### [Data under study]
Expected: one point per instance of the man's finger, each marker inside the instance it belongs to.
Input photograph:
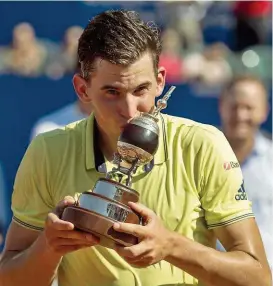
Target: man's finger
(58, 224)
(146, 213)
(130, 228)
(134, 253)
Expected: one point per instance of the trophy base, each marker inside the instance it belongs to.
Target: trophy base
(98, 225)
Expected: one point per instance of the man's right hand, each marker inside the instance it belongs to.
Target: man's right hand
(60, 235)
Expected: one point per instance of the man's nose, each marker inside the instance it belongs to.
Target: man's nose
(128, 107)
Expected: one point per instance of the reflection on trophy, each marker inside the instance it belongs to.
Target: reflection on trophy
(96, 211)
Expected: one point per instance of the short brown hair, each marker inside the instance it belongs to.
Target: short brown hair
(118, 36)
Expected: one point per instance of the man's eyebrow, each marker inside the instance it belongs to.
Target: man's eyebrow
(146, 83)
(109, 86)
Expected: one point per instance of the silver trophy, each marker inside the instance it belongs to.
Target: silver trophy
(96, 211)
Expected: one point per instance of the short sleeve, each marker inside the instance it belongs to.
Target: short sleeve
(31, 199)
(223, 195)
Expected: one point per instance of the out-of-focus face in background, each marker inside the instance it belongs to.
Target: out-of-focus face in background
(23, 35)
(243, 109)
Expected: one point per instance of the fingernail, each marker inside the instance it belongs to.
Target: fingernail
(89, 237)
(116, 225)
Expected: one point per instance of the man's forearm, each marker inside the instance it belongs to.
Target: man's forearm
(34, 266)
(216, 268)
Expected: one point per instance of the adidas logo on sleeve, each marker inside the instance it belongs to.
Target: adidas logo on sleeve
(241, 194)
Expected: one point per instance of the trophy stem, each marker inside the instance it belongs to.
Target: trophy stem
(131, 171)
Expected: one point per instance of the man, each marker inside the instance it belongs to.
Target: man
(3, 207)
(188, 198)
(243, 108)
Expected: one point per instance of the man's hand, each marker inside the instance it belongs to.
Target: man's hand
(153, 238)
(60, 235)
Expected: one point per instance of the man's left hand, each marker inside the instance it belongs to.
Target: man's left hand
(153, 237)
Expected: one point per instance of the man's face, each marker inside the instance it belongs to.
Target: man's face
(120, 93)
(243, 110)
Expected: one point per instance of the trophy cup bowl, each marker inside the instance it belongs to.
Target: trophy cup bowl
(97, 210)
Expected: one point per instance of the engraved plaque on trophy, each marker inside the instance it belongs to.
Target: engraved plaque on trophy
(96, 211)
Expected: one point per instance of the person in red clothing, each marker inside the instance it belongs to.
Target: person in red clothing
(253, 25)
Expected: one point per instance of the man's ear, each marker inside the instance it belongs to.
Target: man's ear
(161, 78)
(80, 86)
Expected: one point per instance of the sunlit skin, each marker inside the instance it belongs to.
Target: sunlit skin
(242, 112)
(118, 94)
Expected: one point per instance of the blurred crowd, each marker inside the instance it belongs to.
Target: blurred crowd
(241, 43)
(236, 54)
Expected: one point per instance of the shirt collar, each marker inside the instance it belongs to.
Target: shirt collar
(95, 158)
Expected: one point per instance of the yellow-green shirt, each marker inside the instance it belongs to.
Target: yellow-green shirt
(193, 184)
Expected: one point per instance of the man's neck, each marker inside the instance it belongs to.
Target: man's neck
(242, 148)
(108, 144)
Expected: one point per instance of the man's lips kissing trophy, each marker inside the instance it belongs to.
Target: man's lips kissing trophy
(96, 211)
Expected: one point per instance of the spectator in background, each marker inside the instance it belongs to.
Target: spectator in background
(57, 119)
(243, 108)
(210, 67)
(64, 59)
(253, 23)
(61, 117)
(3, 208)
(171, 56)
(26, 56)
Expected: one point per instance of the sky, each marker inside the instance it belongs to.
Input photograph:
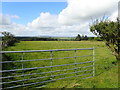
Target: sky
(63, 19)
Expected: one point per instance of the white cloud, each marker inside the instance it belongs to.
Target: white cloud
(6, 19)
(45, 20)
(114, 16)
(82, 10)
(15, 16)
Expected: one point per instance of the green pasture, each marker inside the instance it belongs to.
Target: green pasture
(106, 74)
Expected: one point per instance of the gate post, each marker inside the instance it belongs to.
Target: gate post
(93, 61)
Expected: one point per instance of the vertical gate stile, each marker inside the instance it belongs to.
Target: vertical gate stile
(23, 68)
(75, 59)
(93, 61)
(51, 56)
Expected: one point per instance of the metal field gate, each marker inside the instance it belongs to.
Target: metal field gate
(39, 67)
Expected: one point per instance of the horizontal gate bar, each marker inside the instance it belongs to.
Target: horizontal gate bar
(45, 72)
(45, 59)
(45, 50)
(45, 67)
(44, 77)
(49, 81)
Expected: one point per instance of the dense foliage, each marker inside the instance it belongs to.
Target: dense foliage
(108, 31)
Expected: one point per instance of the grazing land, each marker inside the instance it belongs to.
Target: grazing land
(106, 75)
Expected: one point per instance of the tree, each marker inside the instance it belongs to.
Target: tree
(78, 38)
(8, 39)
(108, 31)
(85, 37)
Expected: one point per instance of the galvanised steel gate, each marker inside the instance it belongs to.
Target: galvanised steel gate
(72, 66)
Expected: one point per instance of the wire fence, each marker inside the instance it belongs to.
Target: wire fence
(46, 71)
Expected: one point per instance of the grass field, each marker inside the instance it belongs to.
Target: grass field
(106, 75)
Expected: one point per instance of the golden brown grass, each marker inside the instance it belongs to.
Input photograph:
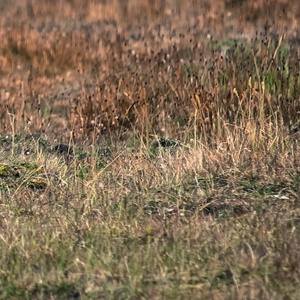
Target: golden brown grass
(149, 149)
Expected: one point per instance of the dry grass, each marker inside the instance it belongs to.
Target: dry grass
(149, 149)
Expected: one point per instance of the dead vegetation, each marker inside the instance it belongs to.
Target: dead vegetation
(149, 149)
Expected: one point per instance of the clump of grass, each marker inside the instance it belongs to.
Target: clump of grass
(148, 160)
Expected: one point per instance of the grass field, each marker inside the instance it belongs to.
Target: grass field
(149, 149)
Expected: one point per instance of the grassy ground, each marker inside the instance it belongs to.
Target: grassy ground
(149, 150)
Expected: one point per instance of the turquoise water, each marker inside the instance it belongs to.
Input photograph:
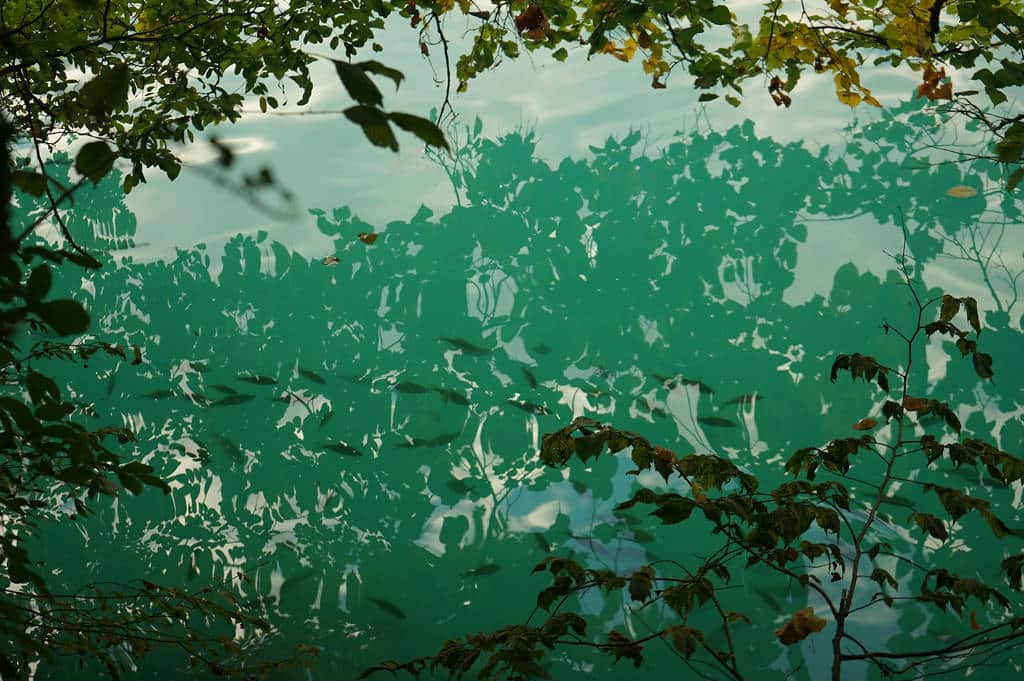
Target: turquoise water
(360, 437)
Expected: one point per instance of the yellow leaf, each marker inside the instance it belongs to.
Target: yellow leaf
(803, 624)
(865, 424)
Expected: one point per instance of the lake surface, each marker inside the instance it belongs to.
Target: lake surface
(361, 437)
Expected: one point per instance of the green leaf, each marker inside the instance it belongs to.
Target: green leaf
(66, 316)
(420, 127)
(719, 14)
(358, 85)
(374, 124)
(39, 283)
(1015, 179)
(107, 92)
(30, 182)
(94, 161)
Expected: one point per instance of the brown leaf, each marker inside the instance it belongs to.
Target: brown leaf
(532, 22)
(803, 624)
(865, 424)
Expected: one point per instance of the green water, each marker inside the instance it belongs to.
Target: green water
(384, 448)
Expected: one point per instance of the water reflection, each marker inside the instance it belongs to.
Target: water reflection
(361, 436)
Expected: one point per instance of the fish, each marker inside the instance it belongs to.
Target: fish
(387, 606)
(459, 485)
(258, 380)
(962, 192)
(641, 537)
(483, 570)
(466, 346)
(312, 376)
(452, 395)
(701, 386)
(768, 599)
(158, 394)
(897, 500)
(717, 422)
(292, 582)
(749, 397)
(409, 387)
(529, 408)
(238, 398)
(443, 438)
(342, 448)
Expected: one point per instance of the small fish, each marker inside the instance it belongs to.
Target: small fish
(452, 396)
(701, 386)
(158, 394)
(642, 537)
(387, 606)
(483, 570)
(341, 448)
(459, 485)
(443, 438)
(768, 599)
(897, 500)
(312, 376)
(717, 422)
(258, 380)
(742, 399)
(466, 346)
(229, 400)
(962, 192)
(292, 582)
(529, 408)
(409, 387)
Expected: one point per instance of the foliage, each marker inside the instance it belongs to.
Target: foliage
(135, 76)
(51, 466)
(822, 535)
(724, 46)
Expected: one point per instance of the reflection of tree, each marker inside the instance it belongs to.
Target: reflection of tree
==
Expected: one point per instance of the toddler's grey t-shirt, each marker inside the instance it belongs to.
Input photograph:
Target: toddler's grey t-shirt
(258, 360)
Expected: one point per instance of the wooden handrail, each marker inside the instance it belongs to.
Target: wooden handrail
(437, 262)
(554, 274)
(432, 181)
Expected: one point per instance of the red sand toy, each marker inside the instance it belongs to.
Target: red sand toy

### [The task]
Copy exactly the material above from the line with "Expected: one point per instance of the turquoise" to the line with "Expected: one point per instance of the foliage, each", ends included, and nothing else. Leave out any picture.

### [Answer to this task]
Expected: one point per instance of the turquoise water, each marker inside the instance it belongs to.
Input photograph:
Target: turquoise water
(360, 437)
Expected: one point per instance of the yellow leaf, each marker inside the instance it belongs to.
Target: yellow leaf
(803, 624)
(865, 424)
Expected: one point per instance of the lake surface, each marker inside the instance it belongs to.
Target: lake surface
(361, 437)
Expected: one point per instance of the green leaf, each marker inside the instance it belongs to.
Target: green leaf
(66, 316)
(420, 127)
(719, 14)
(358, 85)
(374, 124)
(39, 283)
(1015, 179)
(107, 92)
(30, 182)
(94, 161)
Expected: one point per instance of the brown leaf, each marker inside the instance it belongs to.
Target: brown leaf
(532, 22)
(803, 624)
(865, 424)
Expected: one point per instance of the green water, each marker inside the instance it belongs to.
Target: green water
(384, 448)
Expected: one point per instance of the water reflection, each marker inside the instance it belongs to.
Target: water reflection
(361, 436)
Expected: one point per instance of the fish, each marker inside the instance it belongs to.
Target: fish
(387, 606)
(459, 485)
(258, 380)
(962, 192)
(641, 537)
(483, 570)
(466, 346)
(312, 376)
(452, 395)
(701, 386)
(768, 599)
(158, 394)
(897, 500)
(717, 422)
(292, 582)
(749, 397)
(409, 387)
(529, 408)
(238, 398)
(443, 438)
(342, 448)
Expected: one point per instance of the small fish, each marker inside the instance it belongs to.
Target: small fish
(452, 396)
(701, 386)
(158, 394)
(642, 537)
(387, 606)
(483, 570)
(341, 448)
(459, 485)
(443, 438)
(768, 599)
(897, 500)
(312, 376)
(717, 422)
(258, 380)
(742, 399)
(466, 346)
(229, 400)
(962, 192)
(292, 582)
(529, 408)
(409, 387)
Expected: one point per instance of the foliage, each marker inside the instance it belongs to.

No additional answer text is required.